DIRECTION 1
Copy out everything from the start of the stored items down to the line containing "[231,0,272,37]", requests included, but scale every bounding-box coordinate in the answers by 2.2, rounding to whole numbers with halves rounded up. Give only those lines.

PROVIDED PASSAGE
----

Roger Robinson: ‘Poets can translate trauma’

Roger7052

[Many thanks to Teo Freytes for bringing this item to our attention.] Writer and musician Roger Robinson (A Portable Paradise, 2019, Peepal Tree Press) “talks about his prize-winning poetry collection, his Caribbean education and why the death of George Floyd has been felt so strongly in the UK.” Read Anita Sethi’s full interview at The Guardian.

Roger Robinson is a writer who has taught and performed worldwide. His fourth poetry collection, A Portable Paradise, won the Royal Society of Literature’s Ondaatje prize last month, an award for a work evoking the spirit of a place: while his previous books have focused on the memory of the Caribbean, here he turns his gaze on England, unflinchingly portraying a place far from paradise as he tackles topics including the Grenfell Tower disaster, the Windrush scandal, and the legacy of slavery. The collection also won the TS Eliot prize and is shortlisted for the Derek Walcott prize. Robinson was born in Hackney in 1967 to Trinidadian parents and moved to Trinidad aged four, before returning to the UK at 19.

----

Stored items:

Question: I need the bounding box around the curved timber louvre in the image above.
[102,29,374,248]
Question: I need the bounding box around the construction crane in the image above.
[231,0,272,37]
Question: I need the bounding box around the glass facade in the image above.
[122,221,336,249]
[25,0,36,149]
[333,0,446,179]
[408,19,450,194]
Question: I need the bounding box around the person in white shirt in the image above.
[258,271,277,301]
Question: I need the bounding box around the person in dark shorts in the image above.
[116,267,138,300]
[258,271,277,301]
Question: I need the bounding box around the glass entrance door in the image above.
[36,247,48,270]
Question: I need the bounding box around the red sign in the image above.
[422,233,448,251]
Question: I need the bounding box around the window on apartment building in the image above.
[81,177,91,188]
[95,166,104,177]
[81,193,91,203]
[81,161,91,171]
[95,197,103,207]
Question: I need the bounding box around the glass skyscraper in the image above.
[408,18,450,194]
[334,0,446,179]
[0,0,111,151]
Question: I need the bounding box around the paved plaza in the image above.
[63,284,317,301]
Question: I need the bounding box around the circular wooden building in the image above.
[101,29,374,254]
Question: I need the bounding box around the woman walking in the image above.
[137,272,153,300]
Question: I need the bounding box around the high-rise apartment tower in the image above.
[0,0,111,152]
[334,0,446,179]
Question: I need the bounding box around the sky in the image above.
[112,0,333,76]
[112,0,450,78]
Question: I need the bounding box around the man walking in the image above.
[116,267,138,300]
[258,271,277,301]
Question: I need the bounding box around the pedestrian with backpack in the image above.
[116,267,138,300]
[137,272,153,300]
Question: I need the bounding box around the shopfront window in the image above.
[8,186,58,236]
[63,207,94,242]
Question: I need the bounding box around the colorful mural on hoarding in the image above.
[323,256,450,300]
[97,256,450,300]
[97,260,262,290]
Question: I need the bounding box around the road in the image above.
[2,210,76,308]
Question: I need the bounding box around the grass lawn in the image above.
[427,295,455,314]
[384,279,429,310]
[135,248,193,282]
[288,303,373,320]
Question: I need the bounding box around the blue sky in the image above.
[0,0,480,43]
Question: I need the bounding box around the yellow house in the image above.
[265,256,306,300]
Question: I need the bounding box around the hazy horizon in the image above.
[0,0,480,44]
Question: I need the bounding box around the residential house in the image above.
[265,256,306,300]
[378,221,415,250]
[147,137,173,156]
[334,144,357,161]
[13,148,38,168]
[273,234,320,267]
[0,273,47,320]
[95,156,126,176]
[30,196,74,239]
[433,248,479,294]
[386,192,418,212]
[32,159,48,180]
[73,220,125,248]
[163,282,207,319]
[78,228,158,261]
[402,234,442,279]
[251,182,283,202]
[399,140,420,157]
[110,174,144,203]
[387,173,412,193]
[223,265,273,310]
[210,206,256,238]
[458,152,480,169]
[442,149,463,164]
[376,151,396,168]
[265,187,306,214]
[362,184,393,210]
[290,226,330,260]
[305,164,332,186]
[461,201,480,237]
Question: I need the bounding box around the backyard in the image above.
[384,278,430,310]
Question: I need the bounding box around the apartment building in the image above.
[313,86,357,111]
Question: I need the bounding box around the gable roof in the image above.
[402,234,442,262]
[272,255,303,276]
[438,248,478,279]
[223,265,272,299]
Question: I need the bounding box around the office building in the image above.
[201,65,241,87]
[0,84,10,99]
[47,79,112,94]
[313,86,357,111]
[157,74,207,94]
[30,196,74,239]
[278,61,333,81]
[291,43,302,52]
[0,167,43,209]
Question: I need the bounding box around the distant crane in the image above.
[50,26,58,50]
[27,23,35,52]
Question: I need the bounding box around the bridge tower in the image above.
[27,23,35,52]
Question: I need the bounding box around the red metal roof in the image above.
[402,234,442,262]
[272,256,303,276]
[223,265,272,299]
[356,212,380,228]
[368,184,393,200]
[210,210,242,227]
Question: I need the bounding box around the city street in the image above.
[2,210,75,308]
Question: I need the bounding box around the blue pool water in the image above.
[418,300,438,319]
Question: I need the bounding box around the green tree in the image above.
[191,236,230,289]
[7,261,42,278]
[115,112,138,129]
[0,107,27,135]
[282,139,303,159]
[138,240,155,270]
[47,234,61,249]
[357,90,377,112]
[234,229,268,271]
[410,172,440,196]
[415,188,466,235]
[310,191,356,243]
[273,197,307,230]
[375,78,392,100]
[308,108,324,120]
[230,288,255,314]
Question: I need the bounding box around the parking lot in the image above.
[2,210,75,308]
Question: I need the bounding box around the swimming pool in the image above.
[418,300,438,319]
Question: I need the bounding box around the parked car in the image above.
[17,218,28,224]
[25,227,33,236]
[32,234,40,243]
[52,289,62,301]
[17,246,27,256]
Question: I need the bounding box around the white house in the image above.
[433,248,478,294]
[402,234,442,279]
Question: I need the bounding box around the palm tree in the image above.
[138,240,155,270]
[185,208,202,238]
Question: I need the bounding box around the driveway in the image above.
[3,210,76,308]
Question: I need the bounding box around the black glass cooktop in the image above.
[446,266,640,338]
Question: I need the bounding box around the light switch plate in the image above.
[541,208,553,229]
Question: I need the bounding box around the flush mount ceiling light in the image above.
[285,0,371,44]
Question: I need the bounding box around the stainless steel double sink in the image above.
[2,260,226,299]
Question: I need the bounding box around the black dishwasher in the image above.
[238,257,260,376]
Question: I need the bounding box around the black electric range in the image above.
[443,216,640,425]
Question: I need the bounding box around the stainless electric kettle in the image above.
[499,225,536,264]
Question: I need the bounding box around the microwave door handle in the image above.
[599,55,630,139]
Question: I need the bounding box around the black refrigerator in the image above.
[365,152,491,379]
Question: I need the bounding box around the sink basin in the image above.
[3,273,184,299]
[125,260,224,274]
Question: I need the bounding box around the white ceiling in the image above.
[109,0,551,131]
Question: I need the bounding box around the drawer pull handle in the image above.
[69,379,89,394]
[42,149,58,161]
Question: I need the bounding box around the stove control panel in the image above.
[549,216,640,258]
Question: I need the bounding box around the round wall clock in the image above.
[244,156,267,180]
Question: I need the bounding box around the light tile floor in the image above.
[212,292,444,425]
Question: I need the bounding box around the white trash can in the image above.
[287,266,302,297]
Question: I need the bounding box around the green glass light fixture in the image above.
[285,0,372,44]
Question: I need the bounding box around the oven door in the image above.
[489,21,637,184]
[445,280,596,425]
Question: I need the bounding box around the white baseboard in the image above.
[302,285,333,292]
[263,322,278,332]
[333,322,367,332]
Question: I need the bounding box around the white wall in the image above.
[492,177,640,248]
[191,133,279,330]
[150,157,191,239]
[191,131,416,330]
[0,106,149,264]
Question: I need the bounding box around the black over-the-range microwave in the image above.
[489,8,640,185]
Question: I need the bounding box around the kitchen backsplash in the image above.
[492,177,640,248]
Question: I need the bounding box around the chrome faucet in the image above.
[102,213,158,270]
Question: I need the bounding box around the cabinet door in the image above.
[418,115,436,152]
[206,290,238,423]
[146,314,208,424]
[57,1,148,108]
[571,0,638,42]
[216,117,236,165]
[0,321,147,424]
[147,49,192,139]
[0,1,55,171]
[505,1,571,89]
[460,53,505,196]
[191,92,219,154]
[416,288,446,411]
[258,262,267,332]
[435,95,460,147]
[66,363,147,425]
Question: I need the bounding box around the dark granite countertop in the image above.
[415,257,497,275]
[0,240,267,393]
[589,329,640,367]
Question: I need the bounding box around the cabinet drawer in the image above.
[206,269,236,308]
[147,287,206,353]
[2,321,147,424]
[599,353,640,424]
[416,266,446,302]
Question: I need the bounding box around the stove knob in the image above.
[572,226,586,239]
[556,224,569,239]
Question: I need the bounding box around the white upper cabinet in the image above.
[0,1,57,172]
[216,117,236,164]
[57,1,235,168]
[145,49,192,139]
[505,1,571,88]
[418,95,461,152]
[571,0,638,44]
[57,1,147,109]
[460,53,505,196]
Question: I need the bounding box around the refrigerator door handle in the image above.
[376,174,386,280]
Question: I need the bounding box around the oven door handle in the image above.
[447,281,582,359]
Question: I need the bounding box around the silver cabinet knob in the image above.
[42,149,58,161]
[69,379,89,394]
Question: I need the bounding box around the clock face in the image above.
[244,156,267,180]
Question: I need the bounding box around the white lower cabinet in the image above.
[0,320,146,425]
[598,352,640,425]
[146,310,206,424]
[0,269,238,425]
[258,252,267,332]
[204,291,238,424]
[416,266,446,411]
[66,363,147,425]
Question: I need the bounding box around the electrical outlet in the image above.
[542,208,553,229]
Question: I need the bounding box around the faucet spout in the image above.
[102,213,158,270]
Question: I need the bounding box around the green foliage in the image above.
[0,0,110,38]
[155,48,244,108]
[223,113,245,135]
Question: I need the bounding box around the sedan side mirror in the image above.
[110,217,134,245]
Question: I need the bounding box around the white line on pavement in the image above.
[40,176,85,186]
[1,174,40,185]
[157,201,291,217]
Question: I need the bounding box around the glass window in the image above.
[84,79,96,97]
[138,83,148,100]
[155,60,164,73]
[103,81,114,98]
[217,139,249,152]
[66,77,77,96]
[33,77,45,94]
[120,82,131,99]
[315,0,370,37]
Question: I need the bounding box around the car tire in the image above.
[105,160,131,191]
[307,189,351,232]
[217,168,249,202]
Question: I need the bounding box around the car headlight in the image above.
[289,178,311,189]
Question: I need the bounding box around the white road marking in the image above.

----

DIRECTION 2
Answer these questions using the passage on Roger Robinson:
(a) Which prize did A Portable Paradise win last month?
(b) Who conducted the full interview with Robinson?
(c) In what year was Robinson born?

REPLY 1
Question: I need the bounding box around the curved timber louvre in the image above.
[224,64,823,546]
Question: I need the bounding box around the construction crane in the image above.
[508,0,598,81]

REPLY 2
(a) The Royal Society of Literature's Ondaatje prize.
(b) Anita Sethi.
(c) 1967.